## What you need to do
Pull out every line of the entries that contains the word "apron", matching case exactly.

## Dataset rows
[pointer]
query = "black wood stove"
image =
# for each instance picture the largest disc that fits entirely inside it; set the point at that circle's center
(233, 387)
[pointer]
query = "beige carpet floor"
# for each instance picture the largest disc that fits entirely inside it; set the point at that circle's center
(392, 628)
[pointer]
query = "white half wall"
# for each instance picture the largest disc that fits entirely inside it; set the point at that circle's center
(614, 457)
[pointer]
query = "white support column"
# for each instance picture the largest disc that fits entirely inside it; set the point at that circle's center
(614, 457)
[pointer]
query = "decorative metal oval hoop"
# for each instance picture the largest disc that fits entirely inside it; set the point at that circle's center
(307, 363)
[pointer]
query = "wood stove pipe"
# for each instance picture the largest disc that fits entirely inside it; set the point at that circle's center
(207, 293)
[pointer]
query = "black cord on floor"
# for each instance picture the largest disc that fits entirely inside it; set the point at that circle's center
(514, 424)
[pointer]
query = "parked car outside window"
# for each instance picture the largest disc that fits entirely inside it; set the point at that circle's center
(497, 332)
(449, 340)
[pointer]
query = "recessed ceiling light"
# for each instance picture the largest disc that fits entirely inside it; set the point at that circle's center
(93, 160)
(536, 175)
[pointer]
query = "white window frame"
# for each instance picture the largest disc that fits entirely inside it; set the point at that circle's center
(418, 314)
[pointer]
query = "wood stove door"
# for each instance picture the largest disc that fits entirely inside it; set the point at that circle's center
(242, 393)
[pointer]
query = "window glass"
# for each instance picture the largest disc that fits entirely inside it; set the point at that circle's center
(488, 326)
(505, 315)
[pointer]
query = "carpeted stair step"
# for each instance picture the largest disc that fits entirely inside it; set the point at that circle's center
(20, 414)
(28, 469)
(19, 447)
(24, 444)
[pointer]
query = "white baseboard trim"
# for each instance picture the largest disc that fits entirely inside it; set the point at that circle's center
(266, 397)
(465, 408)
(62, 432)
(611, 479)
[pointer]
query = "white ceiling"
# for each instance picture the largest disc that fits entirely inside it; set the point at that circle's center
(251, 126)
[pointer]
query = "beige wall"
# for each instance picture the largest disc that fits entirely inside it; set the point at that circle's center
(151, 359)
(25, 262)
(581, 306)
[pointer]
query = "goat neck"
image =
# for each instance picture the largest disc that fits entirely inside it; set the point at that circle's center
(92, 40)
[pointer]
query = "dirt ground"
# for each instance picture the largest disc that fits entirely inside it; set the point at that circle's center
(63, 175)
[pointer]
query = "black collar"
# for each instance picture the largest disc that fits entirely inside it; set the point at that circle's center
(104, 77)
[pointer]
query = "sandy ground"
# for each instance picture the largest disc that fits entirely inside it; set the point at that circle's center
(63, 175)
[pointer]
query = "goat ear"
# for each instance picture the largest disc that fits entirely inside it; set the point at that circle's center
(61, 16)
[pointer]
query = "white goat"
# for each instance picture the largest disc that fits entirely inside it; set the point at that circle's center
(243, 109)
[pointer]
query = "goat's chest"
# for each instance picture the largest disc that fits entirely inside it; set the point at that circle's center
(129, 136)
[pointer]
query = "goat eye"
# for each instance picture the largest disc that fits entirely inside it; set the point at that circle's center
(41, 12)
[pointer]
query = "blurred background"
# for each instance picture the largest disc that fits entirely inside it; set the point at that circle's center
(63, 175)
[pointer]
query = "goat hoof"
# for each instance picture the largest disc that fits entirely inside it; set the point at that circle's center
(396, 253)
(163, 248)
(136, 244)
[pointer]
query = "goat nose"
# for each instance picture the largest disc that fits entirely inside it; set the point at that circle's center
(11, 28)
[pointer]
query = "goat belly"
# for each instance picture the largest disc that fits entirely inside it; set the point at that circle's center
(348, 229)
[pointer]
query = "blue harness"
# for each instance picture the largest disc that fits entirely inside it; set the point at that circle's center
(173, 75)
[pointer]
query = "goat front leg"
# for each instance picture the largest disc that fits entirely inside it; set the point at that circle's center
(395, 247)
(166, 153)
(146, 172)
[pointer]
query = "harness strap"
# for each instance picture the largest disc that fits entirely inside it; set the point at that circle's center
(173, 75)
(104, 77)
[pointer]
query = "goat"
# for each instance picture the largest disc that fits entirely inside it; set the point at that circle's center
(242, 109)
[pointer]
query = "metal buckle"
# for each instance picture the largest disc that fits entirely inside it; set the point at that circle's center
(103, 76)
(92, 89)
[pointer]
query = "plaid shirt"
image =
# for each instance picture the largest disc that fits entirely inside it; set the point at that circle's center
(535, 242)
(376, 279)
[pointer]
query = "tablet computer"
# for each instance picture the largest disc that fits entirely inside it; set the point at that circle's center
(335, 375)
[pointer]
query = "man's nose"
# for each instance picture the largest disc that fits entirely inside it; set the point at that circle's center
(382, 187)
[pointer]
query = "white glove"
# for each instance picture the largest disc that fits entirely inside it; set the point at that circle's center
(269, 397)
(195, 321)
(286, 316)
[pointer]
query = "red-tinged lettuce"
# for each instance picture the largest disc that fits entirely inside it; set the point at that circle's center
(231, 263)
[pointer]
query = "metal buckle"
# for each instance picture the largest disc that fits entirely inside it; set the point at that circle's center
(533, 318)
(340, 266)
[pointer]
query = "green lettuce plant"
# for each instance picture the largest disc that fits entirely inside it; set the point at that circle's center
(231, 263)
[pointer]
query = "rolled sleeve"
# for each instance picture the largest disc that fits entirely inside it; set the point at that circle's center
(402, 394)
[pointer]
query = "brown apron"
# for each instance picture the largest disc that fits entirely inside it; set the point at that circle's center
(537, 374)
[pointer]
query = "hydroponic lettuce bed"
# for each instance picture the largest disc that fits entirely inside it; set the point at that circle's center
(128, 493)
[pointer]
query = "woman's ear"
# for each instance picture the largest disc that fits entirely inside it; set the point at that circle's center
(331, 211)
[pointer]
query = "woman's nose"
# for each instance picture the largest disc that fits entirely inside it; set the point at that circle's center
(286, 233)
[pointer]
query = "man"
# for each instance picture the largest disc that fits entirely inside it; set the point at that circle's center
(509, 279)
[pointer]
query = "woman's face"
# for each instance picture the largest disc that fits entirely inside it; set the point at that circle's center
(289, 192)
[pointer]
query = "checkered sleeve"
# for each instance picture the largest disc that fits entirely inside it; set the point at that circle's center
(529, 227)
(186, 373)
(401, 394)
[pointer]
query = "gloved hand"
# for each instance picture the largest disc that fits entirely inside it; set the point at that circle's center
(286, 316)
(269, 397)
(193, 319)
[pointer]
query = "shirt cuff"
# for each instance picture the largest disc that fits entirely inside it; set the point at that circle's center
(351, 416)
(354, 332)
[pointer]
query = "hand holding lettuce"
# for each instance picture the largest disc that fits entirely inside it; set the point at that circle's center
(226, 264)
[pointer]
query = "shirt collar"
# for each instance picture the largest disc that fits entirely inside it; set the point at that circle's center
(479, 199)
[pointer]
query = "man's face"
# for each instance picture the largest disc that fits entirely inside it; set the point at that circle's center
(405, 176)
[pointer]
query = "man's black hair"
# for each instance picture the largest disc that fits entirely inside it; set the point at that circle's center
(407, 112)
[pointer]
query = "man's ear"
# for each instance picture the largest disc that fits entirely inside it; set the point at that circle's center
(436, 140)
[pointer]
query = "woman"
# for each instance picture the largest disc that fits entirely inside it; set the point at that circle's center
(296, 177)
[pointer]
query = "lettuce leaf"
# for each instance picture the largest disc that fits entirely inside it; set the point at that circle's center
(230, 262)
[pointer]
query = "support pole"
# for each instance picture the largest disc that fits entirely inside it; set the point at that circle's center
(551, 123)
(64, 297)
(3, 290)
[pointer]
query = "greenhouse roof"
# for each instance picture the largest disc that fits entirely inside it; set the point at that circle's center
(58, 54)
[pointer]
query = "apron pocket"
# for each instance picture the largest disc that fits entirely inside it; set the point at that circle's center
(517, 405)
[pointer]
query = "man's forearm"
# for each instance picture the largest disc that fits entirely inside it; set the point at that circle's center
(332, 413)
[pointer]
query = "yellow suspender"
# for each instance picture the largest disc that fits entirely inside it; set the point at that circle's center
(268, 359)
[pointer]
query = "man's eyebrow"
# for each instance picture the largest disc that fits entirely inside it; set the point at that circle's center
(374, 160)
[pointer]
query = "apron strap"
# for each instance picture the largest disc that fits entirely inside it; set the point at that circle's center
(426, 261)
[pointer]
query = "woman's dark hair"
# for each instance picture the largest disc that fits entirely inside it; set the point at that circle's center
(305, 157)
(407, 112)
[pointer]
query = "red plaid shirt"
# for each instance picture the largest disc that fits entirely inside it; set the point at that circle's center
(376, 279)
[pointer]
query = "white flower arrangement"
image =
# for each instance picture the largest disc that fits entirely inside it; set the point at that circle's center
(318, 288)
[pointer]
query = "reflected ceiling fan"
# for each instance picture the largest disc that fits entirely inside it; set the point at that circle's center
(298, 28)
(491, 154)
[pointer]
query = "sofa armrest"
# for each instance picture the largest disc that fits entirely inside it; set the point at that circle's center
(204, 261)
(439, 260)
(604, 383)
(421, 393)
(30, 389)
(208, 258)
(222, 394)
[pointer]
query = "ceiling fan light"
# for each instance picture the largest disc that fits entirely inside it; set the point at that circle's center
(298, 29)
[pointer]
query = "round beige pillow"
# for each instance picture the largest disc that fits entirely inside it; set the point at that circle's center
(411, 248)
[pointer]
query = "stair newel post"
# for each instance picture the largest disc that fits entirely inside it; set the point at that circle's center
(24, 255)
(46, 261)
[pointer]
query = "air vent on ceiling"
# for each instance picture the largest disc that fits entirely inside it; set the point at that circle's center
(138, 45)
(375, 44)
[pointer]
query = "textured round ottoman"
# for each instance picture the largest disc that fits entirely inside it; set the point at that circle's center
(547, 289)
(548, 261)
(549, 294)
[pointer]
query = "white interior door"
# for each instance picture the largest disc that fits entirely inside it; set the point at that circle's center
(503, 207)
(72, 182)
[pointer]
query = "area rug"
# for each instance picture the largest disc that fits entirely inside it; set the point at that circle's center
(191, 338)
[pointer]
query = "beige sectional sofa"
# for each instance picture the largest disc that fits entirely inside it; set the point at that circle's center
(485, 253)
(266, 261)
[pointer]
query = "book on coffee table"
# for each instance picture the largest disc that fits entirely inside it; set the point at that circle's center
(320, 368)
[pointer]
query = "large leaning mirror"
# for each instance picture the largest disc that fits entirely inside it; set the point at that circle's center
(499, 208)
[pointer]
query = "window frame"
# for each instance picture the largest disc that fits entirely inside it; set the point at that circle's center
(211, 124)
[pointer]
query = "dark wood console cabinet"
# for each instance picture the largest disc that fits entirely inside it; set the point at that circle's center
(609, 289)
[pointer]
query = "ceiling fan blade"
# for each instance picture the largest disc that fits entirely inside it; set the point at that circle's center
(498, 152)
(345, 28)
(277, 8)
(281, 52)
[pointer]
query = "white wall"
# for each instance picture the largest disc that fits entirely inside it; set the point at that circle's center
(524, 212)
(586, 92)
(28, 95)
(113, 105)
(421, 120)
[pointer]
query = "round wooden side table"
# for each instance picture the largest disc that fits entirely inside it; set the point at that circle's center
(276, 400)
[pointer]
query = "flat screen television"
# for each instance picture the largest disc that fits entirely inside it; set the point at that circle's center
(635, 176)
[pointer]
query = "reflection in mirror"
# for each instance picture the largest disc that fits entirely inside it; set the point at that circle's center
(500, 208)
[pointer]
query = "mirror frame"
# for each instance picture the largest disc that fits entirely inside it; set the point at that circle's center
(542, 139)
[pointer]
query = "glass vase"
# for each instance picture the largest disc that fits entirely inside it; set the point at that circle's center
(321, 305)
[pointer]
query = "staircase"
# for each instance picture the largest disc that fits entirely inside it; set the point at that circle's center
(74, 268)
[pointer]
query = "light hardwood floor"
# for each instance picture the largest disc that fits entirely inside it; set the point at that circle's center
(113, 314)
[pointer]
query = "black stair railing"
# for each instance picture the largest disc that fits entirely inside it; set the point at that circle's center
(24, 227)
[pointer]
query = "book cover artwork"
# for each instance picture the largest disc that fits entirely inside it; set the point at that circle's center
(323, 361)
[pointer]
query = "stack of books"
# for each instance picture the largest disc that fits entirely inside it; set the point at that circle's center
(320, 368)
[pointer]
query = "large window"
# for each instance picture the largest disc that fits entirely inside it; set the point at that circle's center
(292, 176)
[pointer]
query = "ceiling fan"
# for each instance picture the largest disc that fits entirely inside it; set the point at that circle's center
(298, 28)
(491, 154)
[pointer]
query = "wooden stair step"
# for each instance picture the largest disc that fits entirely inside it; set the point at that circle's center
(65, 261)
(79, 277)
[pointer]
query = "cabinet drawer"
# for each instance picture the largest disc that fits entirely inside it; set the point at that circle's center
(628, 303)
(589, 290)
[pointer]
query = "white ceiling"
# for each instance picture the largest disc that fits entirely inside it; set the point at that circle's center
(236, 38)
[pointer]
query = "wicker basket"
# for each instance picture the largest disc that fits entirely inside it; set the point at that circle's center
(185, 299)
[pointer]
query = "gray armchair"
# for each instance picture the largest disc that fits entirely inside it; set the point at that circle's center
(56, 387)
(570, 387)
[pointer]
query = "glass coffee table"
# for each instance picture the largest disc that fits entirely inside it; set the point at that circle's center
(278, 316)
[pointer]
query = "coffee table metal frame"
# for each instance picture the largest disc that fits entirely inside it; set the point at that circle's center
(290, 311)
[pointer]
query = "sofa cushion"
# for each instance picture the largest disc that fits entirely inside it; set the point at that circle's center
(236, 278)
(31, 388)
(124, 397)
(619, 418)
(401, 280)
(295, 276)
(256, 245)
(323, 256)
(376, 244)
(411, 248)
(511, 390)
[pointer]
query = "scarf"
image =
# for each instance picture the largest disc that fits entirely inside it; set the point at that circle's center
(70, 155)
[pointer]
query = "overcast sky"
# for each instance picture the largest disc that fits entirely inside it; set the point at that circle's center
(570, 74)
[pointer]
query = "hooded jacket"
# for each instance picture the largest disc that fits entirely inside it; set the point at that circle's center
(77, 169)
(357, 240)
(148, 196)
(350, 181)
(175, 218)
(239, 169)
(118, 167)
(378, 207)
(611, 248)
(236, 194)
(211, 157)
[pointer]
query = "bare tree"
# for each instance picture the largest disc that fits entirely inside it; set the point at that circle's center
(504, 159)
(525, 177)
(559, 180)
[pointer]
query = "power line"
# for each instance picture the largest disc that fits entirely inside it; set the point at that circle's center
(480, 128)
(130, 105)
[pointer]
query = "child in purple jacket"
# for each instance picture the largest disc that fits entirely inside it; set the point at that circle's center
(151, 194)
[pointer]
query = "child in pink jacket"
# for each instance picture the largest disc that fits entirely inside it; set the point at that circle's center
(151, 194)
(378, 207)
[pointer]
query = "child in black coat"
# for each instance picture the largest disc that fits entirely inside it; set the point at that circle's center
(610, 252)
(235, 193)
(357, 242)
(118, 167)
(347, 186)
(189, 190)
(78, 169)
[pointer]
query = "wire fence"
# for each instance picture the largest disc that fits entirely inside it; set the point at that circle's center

## Result of the task
query = "brown apron"
query = "apron pocket"
query = "apron strap"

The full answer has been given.